__SET PROBLEM__. In the records below, recast the lines as a JSON list of strings, one string per line and leaving out blank lines. Begin at the line that contains "bark in the photo above." and stop after the line that contains "x=182, y=112", including both.

(Rows from a pointing dataset)
-- START --
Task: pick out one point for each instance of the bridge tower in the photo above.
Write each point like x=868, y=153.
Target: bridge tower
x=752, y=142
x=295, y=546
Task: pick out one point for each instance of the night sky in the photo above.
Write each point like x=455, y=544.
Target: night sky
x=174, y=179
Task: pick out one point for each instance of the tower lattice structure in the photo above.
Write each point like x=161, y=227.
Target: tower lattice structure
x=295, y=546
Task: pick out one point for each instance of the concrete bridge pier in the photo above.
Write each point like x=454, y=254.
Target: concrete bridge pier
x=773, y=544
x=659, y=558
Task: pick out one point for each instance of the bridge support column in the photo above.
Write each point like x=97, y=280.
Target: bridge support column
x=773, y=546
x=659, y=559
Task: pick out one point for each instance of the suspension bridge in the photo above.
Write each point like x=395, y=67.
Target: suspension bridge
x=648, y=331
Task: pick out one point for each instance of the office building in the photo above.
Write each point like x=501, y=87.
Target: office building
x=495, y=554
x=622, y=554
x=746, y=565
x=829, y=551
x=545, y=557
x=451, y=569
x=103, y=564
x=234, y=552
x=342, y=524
-- END --
-- START --
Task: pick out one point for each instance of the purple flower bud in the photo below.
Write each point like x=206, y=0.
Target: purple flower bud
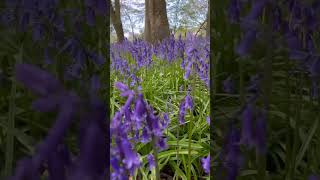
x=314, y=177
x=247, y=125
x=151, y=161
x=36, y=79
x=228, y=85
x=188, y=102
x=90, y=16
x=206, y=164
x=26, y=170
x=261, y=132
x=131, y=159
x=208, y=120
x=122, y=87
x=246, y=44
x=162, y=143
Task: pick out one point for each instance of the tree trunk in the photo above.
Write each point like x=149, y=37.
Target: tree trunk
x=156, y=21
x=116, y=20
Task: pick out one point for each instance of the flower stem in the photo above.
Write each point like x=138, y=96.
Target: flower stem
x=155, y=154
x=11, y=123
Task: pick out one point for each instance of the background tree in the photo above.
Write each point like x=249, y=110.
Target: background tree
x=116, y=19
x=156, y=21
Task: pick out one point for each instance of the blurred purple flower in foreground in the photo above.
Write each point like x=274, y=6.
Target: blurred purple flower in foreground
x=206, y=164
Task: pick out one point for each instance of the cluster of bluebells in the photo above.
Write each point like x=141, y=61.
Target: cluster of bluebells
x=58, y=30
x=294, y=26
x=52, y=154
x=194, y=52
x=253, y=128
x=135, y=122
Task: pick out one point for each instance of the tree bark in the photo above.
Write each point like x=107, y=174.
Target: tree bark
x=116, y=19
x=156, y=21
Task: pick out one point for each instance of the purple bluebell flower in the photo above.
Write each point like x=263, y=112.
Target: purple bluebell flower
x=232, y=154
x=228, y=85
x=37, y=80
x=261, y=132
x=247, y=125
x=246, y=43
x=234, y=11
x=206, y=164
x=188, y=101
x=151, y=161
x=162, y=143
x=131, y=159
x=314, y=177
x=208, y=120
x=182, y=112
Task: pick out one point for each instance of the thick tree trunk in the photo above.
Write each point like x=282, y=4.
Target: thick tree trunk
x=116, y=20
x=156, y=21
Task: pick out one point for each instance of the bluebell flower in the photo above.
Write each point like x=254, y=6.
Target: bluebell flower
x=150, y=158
-- END --
-- START --
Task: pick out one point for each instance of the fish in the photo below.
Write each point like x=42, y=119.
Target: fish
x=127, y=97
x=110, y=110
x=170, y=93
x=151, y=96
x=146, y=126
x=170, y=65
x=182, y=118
-- END --
__RESPONSE TO THE TASK__.
[
  "Task: pick out one point for each instance of the tree bark in the photo above.",
  "Write each point like x=107, y=174.",
  "Target: tree bark",
  "x=116, y=19",
  "x=156, y=21",
  "Task: pick out one point for each instance of the purple bluebell flower in the photo above.",
  "Write each point like x=263, y=112.",
  "Target: purple bluebell flower",
  "x=232, y=154",
  "x=228, y=85",
  "x=37, y=80",
  "x=261, y=132",
  "x=247, y=125",
  "x=246, y=43",
  "x=234, y=11",
  "x=206, y=164",
  "x=188, y=101",
  "x=151, y=161",
  "x=162, y=143",
  "x=131, y=159",
  "x=314, y=177",
  "x=208, y=120",
  "x=182, y=112"
]